++++ Исходный отрывок ++++
В тот же день армейские корпуса, действовавшие на Карельском перешейке, получили приказ не переходить оборонительной линии русских, которая проходила южнее старой государственной границы. Сама граница не стала окончательным рубежом нашего наступления по той причине, что для обороны больше была пригодна линия, которая была короче извилистой государственной границы.
Однако вопрос о наступлении на Ленинград не был снят с повестки дня. Спустя некоторое время, 4 сентября, ко мне прибыл из Ставки германских вооружённых сил самый доверенный человек генерал-фельдмаршала Кейтеля — генерал Йодль, которому было поручено убедить меня в том, что Финляндия обязана принять участие в этой попытке. Я твёрдо придерживался своей точки зрения, и генерал Йодль, которому явно были даны строгие инструкции, не сдержавшись, воскликнул:
— Да сделайте хотя бы что-нибудь для демонстрации доброй воли!
Чтобы наши отношения с немцами не стали ещё более напряжёнными и чтобы достичь, по возможности, положительного решения на проходивших в этот момент переговорах о поставке из Германии в Финляндию 15000 тонн зерна, я, вопреки своему желанию, согласился продумать вопрос о наступлении на Чёрную речку, находившуюся перед правым флангом наших войск. Однако и этот план не был осуществлён.
++++ Материал ++++
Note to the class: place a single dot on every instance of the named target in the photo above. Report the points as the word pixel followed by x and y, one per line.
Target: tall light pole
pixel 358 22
++++
Задание: Замените «зерна» на «пшеницы» в части отрывка о наступлении на Ленинград от «Чтобы наши отношения» до «не был осуществлён.» и приведите эту часть целиком. Опирайтесь только на исходный отрывок.

Результат:
Чтобы наши отношения с немцами не стали ещё более напряжёнными и чтобы достичь, по возможности, положительного решения на проходивших в этот момент переговорах о поставке из Германии в Финляндию 15000 тонн пшеницы, я, вопреки своему желанию, согласился продумать вопрос о наступлении на Чёрную речку, находившуюся перед правым флангом наших войск. Однако и этот план не был осуществлён.